What is that environment? The election season, in which drug prices are a talking-point for politicians of all stripes, and drug companies a political punching-bag from right and left. Who is going to pass up the political hay that can be made by criticizing drug prices and calling for outright price controls or at the very least Medicare price negotiation? We think no one. The best that can be hoped is that if both nominees agree on the matter, they won’t talk about it too much during the campaign. But frankly, that’s not likely.

Investment implications: Biotech is down big from its peak last year, with some indices falling almost two-thirds, and many stocks having fallen much more. However, that doesn’t mean it’s cheap. On a fundamental basis, biotechs are still very expensive -- especially the small- and mid-sized companies. Thus it makes no sense for investors to treat biotech as they would treat sectors or markets that have truly been beaten down below valuation levels supported by their fundamentals. Biotech stocks trade on momentum and psychology; momentum looks unlikely to return, particularly in the face of market psychology shaped by an election campaign in which it’s “open season” on drug companies. Even established and profitable biotechs may well languish as the rest of the sector labors under this negative psychology, so for now, we think investors should not be tempted to dip their toes. After the Presidential election, when we know the attitude of the victor towards drug prices, we will know more. After legislation is implemented to cut prices, we will be better able to determine fair valuations for the participants in the industry.

| EXERCISE TASKS |
**a.** Using the passage on biotech stocks, explain why investors should not treat biotech like sectors that have truly been beaten down.
**b.** Summarize the passage on biotech stocks in two sentences.
**c.** List every action against drug prices that the passage on biotech stocks names.

| DATA SECTION |

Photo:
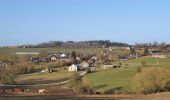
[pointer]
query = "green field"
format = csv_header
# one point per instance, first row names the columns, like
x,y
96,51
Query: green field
x,y
50,50
39,78
120,79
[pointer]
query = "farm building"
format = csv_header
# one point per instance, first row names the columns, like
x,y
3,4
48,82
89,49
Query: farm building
x,y
160,55
74,67
84,64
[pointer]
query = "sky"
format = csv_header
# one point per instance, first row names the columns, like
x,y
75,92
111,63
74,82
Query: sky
x,y
129,21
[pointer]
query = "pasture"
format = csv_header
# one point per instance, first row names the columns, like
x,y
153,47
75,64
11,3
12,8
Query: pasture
x,y
43,78
120,79
51,50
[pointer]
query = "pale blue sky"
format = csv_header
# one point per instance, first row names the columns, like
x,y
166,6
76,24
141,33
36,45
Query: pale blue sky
x,y
130,21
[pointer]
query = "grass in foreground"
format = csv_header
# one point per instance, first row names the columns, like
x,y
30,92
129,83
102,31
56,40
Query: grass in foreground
x,y
59,75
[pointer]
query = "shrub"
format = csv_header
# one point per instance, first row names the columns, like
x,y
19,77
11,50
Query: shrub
x,y
151,80
143,63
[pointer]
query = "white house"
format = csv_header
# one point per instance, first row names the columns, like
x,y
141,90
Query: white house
x,y
63,55
73,67
84,64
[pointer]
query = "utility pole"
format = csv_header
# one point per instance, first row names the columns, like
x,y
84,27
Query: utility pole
x,y
157,61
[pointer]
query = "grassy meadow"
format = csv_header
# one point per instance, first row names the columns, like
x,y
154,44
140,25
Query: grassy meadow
x,y
120,79
50,50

| ANSWERS BY TASK |
**a.** Even after falling steeply from last year's peak, biotechs are still very expensive on a fundamental basis, especially the small- and mid-sized companies. So they have not fallen below valuation levels that their fundamentals support.

**b.** In an election season, politicians of all stripes attack drug companies and drug prices, and candidates are unlikely to stay quiet on the subject. Biotech stocks have fallen far but remain expensive on fundamentals, so investors should stay out for now and wait for the election result and any price-cutting legislation before judging fair valuations.

**c.**
- Criticizing drug prices
- Calling for outright price controls
- Medicare price negotiation
- Legislation to cut prices